When Scott Brown thinks about the future of education, he sees his students taking notes on tablets and looking at 3-D models while maneuvering textbook pages with the flick of a finger.
Brown imagines veterinary offices running the same way, with providers using handheld tablets to show pet owners exactly what is wrong with their animals and how procedures will help them.
“Technology is going to be everywhere, even more than now,” said Brown, professor of physiology and pharmacology and small animal medicine in the College of Veterinary Medicine. “We need to be at the cutting edge. We’ll fail in our teaching approaches otherwise.”
Brown received a $525,000, five-year grant to design, create and test interactive gaming technology that helps undergraduate students learn more about renal and cardiovascular physiology, diabetes and obesity by acting as virtual scientists studying renal physiology in a virtual research laboratory.
Funded by the National Institute of Diabetes and Digestive and Kidney Diseases, the software will allow students to learn kidney functions by watching molecules interact and investigating tubular processes at
microscopic levels.
Students also will work on three digital case studies, allowing them to virtually examine renal and cardiac function of both healthy patients and those suffering from kidney and heart disease.
“We’ve historically used textbooks, lectures and presentations with comparatively simple graphics, but science is very 3-D,” Brown said. “When students are growing up and playing immersive games at home, there’s an expectation for high-quality graphics, and we need to mirror that.”
Brown, the Edward H. Gunst Professor of Small Animal Studies and a Meigs Distinguished Teaching Professor, along with fellow physiology and pharmacology associate professor Tom Robertson and large animal medicine and surgery professor Jim Moore, another Meigs Distinguished Teaching Professor in the College of Veterinary Medicine, are the content experts for the project.
They’ve teamed with Allan S. Cohen, the Aderhold Professor of Research Methodology and director of the Georgia Center for Assessment in the College of Education, and Casey O’Donnell, a gaming expert and telecommunications professor at Michigan State University, to test and analyze the programs they develop.

▶ **MATERIAL SHOWN**
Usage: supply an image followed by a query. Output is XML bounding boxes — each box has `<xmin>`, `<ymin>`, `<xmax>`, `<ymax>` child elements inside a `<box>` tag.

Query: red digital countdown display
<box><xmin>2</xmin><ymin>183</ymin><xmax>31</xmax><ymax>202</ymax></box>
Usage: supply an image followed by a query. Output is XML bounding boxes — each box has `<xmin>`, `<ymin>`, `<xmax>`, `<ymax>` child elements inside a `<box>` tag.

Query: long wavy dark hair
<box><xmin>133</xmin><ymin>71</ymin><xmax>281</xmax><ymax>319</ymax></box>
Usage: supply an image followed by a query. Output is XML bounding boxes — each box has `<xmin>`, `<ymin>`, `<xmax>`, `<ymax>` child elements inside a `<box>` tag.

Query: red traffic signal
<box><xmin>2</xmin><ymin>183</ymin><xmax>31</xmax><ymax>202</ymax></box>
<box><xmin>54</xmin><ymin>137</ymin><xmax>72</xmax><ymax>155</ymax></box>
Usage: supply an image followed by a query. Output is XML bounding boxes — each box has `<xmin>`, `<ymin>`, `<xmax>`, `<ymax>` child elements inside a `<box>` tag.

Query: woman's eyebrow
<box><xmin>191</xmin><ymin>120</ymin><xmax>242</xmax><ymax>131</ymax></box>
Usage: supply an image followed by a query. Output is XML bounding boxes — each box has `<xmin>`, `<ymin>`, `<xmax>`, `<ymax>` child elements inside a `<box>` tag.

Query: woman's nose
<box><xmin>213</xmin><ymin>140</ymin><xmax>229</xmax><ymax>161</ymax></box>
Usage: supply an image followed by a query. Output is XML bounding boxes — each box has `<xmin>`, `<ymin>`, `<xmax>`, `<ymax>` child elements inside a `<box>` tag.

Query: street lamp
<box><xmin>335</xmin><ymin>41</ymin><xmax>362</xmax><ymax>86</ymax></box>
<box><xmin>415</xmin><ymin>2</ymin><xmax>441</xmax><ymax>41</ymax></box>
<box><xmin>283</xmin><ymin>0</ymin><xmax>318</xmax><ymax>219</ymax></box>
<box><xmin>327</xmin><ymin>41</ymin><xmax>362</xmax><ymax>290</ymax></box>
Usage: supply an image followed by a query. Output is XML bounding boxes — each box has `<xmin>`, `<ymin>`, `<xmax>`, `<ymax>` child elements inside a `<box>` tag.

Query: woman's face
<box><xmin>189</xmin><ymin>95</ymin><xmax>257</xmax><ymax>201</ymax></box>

▶ **EXPLORE THE MATERIAL**
1. According to the grant article, which institute funds the software?
2. Transcribe the stretch of the grant article from "Funded by the" through "microscopic levels.".

▶ **TASK-BY-TASK RESULTS**
1. The National Institute of Diabetes and Digestive and Kidney Diseases.

2.
Funded by the National Institute of Diabetes and Digestive and Kidney Diseases, the software will allow students to learn kidney functions by watching molecules interact and investigating tubular processes at
microscopic levels.